**FRAGMENTO:**
El farolón de Nachito Veguillas
 

Juan Rodríguez

TIV - UAB


   Por un Guantánamo cubano y sin rejas.

 
    Algunos de los problemas textuales que presentan las obras de Valle-Inclán quedarán sin resolver a no ser que alguna azarosa circunstancia propicie el hallazgo de los manuscritos del autor, si es que existen todavía. Contamos con algunos pre-textos y ediciones corregidas por Valle, que suelen ofrecer lecturas complementarias y facilitar ocasionalmente la tarea del editor. En el caso de Tirano Banderas, los pre-textos publicados en la prensa periódica, aunque contienen variantes significativas, no abarcan la totalidad de la obra, y dejan una buena parte de ésta sin término de comparación. Las dos ediciones completas de la novela aparecidas en vida del autor –impresas en Rivadeneyra y sufragadas por el propio Valle-Inclán en 1926 y 1927– presentan un puñado de variantes significativas, que indican que el autor revisó y corrigió el texto de la primera para la segunda; sin embargo, mal corrector de pruebas como era, también se le escaparon unas cuantas erratas. Al revisar dicho texto para una no muy lejana –si las conmemoraciones lo permiten– reedición, me he tropezado con un problema textual de difícil resolución que quisiera plantear a todos los valleinclanistas, aficionados y profesionales.
 
    El asunto se halla en el primer libro, «Boleto de sombra», de la Quinta Parte, «Santa Mónica», que recoge básicamente el ingreso en dicha prisión de Nachito Veguillas y el estudiante Marco Aurelio, al día siguiente de la juerga en el congal de Cucarachita y de la intempestiva huida, en el momento en que iba a ser detenido, del coronel Domiciano de la Gándara.
    El libro se inicia con una sintética descripción del Fuerte de Santa Mónica y de su «pavorosa leyenda» (Quinta, L.1º, I) de represiones coloniales, refrendada por la política de Santos Banderas, quien todas las tardes ordena el fusilamiento sumarísimo de un grupo de revolucionarios. En esa cárcel de máxima seguridad y destino inicierto, que se inspira sin duda en un buen número de castillos o «morros» que la colonización española dejó repartidos por los puertos del Golfo de México y el Caribe –San Juan de Ulúa, en Veracruz; San Felipe del Morro, en San Juan de Puerto Rico; el Morro de La Habana o Santiago de Cuba, etc.–, ingresan el licenciado Veguillas y el estudiante Marco Aurelio, detenidos sin cargos concretos y de forma arbitraria, tan solo por hallarse en el camino de la huida de Domiciano. Esa irregularidad se ve confirmada por la ausencia de papeleo, pues los detenidos son ingresados en en castillo «sin otro trámite que el parte verbal depuesto por un sargento» (Quinta, L.1º, I), y por la actitud burlesca y despreciativa del alcaide del penal, el coronel Irineo Castañón, «viejo sanguinario y potroso», «uno de los más crueles sicarios de la Tiranía» (id.), deformación grotesca de aquellos «plateados» que el propio don Ramón mitificara en la Sonata de estío y representante criollo de los
«martes» carnavalescos –como bien recuerda el final de este Libro Primero– que empiezan a abundar, en aquellas fechas de militarismo creciente, en la obra valleinclaniana.

**DATOS PROPORCIONADOS:**
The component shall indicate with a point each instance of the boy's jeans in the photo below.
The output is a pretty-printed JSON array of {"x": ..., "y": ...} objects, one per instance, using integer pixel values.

**REQUISITOS:** Imprime, sin alterar una sola palabra, el pasaje del fragmento sobre Tirano Banderas que va entre «El asunto se» y «de la Gándara.», ambos incluidos. Los datos no guardan relación con el fragmento.

**RESPUESTA:**
El asunto se halla en el primer libro, «Boleto de sombra», de la Quinta Parte, «Santa Mónica», que recoge básicamente el ingreso en dicha prisión de Nachito Veguillas y el estudiante Marco Aurelio, al día siguiente de la juerga en el congal de Cucarachita y de la intempestiva huida, en el momento en que iba a ser detenido, del coronel Domiciano de la Gándara.